• Selected excerpt:
----------------
Performance Assessment Framework for Robotics Systems

Objective:  Enable manufacturers to assess and assure robot system assembly task performance by delivering a methodology and tools for characterizing and composing performance of perception, mobility, dexterity, and safety components.

Technical Idea:  The new technical idea is to compose assembly task-driven measures of component performance (perception, mobility, dexterity, and safety) into robot system autonomous assembly performance models. Performance measures will provide manufacturers and systems integrators with data for selecting the appropriate system components. The plan is to create:

  • Framework: A decomposition of typical assembly operations into the constituent robotic subsystem capabilities that will drive the research plans for the perception, mobility, dexterity, and safety thrusts.
  • Capability Models: A representational framework for modeling performance within each component area that will enable analyses and studies to increase understanding of performance of the overall system within industrial settings.
  • Test Methods: A suite of test methods for perception, mobility, dexterity, and safety components of robots derived from an assembly operation taxonomy and requirements, along with a methodology and tools for composing the resulting measurements into robot system performance models.
----------------
• Material:

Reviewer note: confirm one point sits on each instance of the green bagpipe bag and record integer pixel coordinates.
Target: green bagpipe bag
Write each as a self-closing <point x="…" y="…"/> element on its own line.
----------------
• Tasks and exercises:
1) Rewrite the robotics performance framework text from "Performance Assessment Framework" up to and including "and safety thrusts.", replacing "manufacturers" with "producers".
2) According to the robotics performance framework text, which four component areas are to be measured?
3) Pick up the robotics performance framework text after its last sentence and continue it.

• Responses for each task:
1)
Performance Assessment Framework for Robotics Systems

Objective:  Enable producers to assess and assure robot system assembly task performance by delivering a methodology and tools for characterizing and composing performance of perception, mobility, dexterity, and safety components.

Technical Idea:  The new technical idea is to compose assembly task-driven measures of component performance (perception, mobility, dexterity, and safety) into robot system autonomous assembly performance models. Performance measures will provide producers and systems integrators with data for selecting the appropriate system components. The plan is to create:

  • Framework: A decomposition of typical assembly operations into the constituent robotic subsystem capabilities that will drive the research plans for the perception, mobility, dexterity, and safety thrusts.

2) Perception, mobility, dexterity, and safety.

3)
Research Plan:  

  • Framework: The research plan entails development of a performance modeling and analysis framework that utilizes the results from parallel efforts to define key component metrics and test methods for robotic assembly operations. Central to the research plan is a testbed integrating robot arms, mobile robot bases, hands and grippers, and a range of sensor systems. The reconfigurable testbed will support experiments in advanced perception, mobility, dexterity, and safety for robotic assembly. The testbed will be designed to support increasing levels of experimentation complexity in the assembly domain, starting with picking and placing parts for kit-building in static environments and ending, after 5 years, with fastening and joining operations in dynamic unstructured environments.
  • Capability Models: The project will produce a robot systems capability model detailing a taxonomy of assembly tasks, decomposed into sub-tasks to define performance metrics and measurement methods for the perception, mobility, dexterity, and safety components of the robot system. This capability model will guide and focus the development of robot systems for use in assembly-centric manufacturing. Test method suites of increasing complexity will be developed:
    • measuring robot performance in identifying, localizing, and tracking parts and other entities in its surroundings and purposefully grasping parts. This test method suite will provide manufacturers and robot developers with the means of assessing and assuring robot performance in assembly tasks using general-purpose grippers and hands.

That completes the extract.